**ASSIGNED TASK**
Below are the records; give again exactly the lines that run from the one with "Query: face" through the last line.
━━━━━━━━━━━━━━━━━━━━━━━━━━━━━━
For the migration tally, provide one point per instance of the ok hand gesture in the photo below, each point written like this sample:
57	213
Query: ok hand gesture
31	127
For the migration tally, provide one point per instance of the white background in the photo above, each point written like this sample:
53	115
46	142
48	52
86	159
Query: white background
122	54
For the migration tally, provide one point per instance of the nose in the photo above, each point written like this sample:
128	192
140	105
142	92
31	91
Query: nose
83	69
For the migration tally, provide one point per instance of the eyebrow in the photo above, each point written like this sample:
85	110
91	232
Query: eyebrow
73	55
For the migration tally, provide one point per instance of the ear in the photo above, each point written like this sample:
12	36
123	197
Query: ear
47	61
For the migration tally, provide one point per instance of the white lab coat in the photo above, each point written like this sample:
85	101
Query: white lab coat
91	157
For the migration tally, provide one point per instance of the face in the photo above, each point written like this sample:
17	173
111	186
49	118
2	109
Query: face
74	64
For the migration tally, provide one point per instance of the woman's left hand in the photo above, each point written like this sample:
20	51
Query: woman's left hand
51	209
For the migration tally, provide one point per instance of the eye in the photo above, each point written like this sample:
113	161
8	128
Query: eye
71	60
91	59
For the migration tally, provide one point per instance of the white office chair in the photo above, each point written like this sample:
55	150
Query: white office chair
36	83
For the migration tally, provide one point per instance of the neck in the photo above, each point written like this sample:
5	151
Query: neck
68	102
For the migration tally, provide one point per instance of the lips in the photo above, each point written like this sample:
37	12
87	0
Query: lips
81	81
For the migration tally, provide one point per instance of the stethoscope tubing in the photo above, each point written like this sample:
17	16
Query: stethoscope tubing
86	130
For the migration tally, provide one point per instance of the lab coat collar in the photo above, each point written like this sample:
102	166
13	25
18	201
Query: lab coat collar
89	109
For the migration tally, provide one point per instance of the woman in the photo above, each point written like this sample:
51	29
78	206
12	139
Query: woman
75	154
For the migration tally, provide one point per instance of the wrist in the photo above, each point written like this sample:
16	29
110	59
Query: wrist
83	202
━━━━━━━━━━━━━━━━━━━━━━━━━━━━━━
**FINISHED EXERCISE**
Query: face
74	64
For the migration tally, provide one point per instance of the woman's left hand in the photo above, each point written like this sample:
20	51
Query: woman's left hand
51	209
For the migration tally, provide one point per instance of the eye in the photo above, each point written like this sample:
113	161
8	128
Query: eye
71	60
91	59
For the migration tally, provide one point per instance of the white office chair in the photo above, each point written like this sample:
55	150
Query: white office chair
36	83
For the migration tally, provide one point per instance of the neck in the photo above, each point written like this sample:
5	151
Query: neck
68	102
For the migration tally, provide one point per instance of the lips in the photo above, each point written like this sample:
37	12
87	0
Query: lips
81	81
For the migration tally, provide one point per instance of the stethoscope tubing in the photo above, each point written like this sample:
17	16
Query: stethoscope tubing
86	130
For the migration tally, provide one point per instance of the lab coat collar in the photo above, each point written like this sample:
102	166
13	25
18	201
Query: lab coat collar
89	109
For the migration tally, provide one point per instance of the woman in the photo above, each point written like this sample:
51	29
78	206
12	139
Query: woman
75	154
For the migration tally, provide one point per instance of the wrist in the photo above, each point written like this sample:
16	29
110	59
Query: wrist
83	202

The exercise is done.